Put the records below into a numbered list, leaving out any blank lines.

■ **MATERIAL TO PROCESS**:
* * * * *

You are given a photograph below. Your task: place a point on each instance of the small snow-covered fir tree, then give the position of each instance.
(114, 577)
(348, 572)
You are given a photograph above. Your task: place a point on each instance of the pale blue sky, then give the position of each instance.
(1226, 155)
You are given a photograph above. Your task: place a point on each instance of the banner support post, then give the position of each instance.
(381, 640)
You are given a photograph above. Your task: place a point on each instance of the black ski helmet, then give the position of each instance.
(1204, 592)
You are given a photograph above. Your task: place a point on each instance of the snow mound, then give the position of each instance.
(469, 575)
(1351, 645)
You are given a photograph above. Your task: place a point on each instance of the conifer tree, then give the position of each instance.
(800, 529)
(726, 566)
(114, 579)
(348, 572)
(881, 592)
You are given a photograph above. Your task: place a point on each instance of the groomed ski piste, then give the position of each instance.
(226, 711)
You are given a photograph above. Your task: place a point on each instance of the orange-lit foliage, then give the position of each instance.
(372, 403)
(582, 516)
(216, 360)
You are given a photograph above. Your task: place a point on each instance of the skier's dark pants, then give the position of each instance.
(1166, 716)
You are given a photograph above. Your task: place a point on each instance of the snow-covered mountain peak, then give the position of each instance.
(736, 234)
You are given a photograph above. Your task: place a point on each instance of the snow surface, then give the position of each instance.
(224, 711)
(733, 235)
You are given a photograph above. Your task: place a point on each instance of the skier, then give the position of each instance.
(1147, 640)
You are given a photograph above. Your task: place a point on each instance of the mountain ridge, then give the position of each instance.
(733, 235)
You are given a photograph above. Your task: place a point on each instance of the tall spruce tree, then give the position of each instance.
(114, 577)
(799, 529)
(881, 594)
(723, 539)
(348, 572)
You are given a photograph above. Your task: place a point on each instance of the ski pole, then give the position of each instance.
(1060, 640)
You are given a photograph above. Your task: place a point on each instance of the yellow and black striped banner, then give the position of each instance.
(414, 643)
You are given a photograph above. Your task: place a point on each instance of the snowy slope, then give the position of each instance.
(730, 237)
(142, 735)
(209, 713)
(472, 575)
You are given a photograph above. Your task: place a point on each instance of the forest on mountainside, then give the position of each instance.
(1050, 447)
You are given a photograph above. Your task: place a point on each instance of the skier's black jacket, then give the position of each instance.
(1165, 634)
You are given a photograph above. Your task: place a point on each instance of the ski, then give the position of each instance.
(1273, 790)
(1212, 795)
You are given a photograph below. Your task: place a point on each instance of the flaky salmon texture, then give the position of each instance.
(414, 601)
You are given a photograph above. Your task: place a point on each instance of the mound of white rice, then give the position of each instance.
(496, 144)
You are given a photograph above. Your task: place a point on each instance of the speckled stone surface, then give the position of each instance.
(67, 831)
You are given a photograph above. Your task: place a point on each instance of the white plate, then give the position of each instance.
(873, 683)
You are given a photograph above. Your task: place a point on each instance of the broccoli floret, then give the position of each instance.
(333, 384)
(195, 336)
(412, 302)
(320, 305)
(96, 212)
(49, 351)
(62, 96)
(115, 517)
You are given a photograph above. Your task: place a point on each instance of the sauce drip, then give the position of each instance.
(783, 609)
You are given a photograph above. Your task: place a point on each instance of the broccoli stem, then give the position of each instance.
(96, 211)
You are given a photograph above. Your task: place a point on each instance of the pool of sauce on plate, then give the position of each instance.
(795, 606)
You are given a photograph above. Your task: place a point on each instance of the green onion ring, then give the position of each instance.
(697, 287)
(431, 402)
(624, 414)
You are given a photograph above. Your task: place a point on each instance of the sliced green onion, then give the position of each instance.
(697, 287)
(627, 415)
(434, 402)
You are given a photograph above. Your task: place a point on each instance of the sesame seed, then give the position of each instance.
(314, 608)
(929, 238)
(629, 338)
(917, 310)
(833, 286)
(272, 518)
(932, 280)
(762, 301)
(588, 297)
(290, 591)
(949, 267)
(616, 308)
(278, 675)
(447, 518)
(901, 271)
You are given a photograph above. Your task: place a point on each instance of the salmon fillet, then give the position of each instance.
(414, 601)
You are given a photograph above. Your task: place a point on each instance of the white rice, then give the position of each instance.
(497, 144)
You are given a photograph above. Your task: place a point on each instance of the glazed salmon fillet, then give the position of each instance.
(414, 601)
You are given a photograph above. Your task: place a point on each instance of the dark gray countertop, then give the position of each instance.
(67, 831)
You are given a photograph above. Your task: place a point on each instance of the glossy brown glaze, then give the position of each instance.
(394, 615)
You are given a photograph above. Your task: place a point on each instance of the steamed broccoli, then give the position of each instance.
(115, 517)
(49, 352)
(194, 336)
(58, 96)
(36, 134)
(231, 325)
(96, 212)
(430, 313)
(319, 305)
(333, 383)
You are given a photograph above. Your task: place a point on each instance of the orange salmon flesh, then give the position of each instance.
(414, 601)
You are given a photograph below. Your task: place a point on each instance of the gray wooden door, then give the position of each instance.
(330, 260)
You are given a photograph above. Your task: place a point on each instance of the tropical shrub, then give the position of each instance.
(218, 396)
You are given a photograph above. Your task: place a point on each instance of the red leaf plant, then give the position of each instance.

* * * * *

■ **RIGHT ANSWER**:
1. You are given a photograph below. Your task: place a point on each instance of the small snow-covered fir tree, then give the position of each instance.
2. (114, 577)
3. (348, 572)
4. You are given a photograph above. Your task: place a point on each instance of the pale blue sky, then give the position of each instance.
5. (1226, 155)
6. You are given a photograph above. Your task: place a point on each instance of the banner support post, then give the position of each instance.
7. (381, 640)
8. You are given a photograph above. Your task: place a point on each instance of the black ski helmet, then give the position of each instance.
9. (1204, 592)
10. You are given a photograph above. Your task: place a point on each instance of the snow mound, then give the position of each instance.
11. (469, 575)
12. (1351, 645)
13. You are given a photograph above. Your task: place a point on each instance of the conifer tree, then give the position of each instance.
14. (800, 529)
15. (726, 566)
16. (114, 579)
17. (348, 572)
18. (881, 592)
19. You are given a photograph above. Your task: place a point on each instance of the groomed ski piste, then give the position of each instance.
20. (226, 711)
21. You are given a photograph above. Your task: place a point on each instance of the orange-lit foliage, then give the position of each instance.
22. (372, 403)
23. (582, 516)
24. (216, 360)
25. You are given a photograph above. Your task: place a point on each instance of the skier's dark pants, then give the position of each instance.
26. (1166, 716)
27. You are given a photograph above. Your task: place a point on each instance of the snow-covered mountain peak, then give the position of each instance.
28. (736, 234)
29. You are given a photograph above. Your task: place a point on each instance of the snow surface, then give the position of each instance.
30. (224, 711)
31. (733, 235)
32. You are given a photograph above. Your task: place a point on each instance of the skier, then give the position of each instance.
33. (1147, 640)
34. You are given a photograph above. Your task: place a point on each instance of the mountain ridge, then give the position of each instance.
35. (733, 235)
36. You are given a photograph above. Your task: place a point on each instance of the tall spruce tree, then give the position of each instance.
37. (114, 577)
38. (799, 529)
39. (881, 594)
40. (723, 539)
41. (348, 572)
42. You are given a photograph above. Your task: place a point on each instance of the ski pole, then give the position of each instance.
43. (1060, 640)
44. You are given a photograph above. Your task: place a point on each instance of the yellow and black striped banner, then give the position of each instance.
45. (414, 643)
46. You are given a photograph above. Your task: place a point on each instance of the snowy slope, then give the position of each instance.
47. (730, 237)
48. (142, 735)
49. (209, 713)
50. (472, 575)
51. You are given a photograph above. Your task: place a point on each instance of the forest on mountainside, then give the position of each instance.
52. (1050, 447)
53. You are given a photograph above. Your task: place a point on each instance of the skier's black jacket, then give the position of each instance.
54. (1165, 634)
55. You are given a photograph above. Your task: place a point on each instance of the ski, then give the position of each instance.
56. (1273, 790)
57. (1212, 795)
58. You are given a photograph below. Your task: place a point on each instance of the flaky salmon texture, then give the position of each instance.
59. (414, 601)
60. You are given a photograph above. Your task: place a point on each instance of the mound of white rice, then give the position of each instance.
61. (496, 144)
62. You are given a photograph above. Your task: place a point on each instance of the speckled stone surface, then give the position of each instance.
63. (67, 831)
64. You are given a photograph above. Your task: place a point on each instance of the white plate, then give the position of each instance.
65. (873, 683)
66. You are given a photograph above. Your task: place a point on each instance of the broccoli floret, then give the position of each instance.
67. (333, 384)
68. (195, 336)
69. (412, 302)
70. (320, 305)
71. (96, 212)
72. (49, 351)
73. (62, 96)
74. (115, 517)
75. You are given a photograph above. Your task: place a point on each instance of the sauce drip, then give the position of each instance.
76. (783, 609)
77. You are given a photograph above. Your task: place a point on each instance of the broccoli stem, then give the position of each instance.
78. (96, 211)
79. You are given a photograph above. Your task: place a point on each instance of the pool of sauce on plate, then give the position of each instance.
80. (795, 606)
81. You are given a photograph above. Your task: place a point on each instance of the green onion ring, then give the position of each instance.
82. (697, 287)
83. (431, 402)
84. (624, 414)
85. You are given a photograph above. Your task: place a point on each instance of the sliced green onion, then give the position of each instance.
86. (697, 287)
87. (627, 415)
88. (434, 402)
89. You are given a photograph above. Your task: place a point on each instance of the sesame seed, then give the position of each instance.
90. (314, 608)
91. (929, 238)
92. (629, 338)
93. (917, 310)
94. (833, 286)
95. (272, 518)
96. (932, 280)
97. (762, 301)
98. (588, 297)
99. (290, 591)
100. (949, 267)
101. (616, 308)
102. (278, 675)
103. (447, 518)
104. (901, 271)
105. You are given a photograph above. Your task: place a point on each instance of the salmon fillet, then give the position of each instance.
106. (414, 601)
107. You are given a photograph above. Your task: place a point on each instance of the white rice, then give the position of each instance.
108. (497, 144)
109. You are given a photograph above. Your task: place a point on each instance of the glazed salmon fillet, then give the position of each instance.
110. (414, 601)
111. You are given a photograph above. Your task: place a point on each instance of the dark gray countertop, then give the position of each instance.
112. (67, 831)
113. You are given a photograph above. Your task: place a point on each instance of the glossy brown glaze, then give the position of each instance.
114. (394, 615)
115. You are given a photograph above. Your task: place a point on each instance of the steamed broccoli, then give the position of each instance.
116. (115, 517)
117. (49, 352)
118. (194, 336)
119. (58, 96)
120. (36, 134)
121. (231, 325)
122. (96, 212)
123. (430, 313)
124. (319, 305)
125. (333, 383)
126. You are given a photograph above. Your task: place a point on each instance of the orange salmon flesh, then give the position of each instance.
127. (414, 601)
128. You are given a photograph below. Your task: place a point on each instance of the gray wooden door, then give the position of each instance.
129. (330, 260)
130. You are given a photograph above. Your task: place a point on each instance of the tropical shrub, then give the position of each instance.
131. (218, 396)
132. You are given a photograph above. Your task: place a point on each instance of the red leaf plant, then give the position of each instance.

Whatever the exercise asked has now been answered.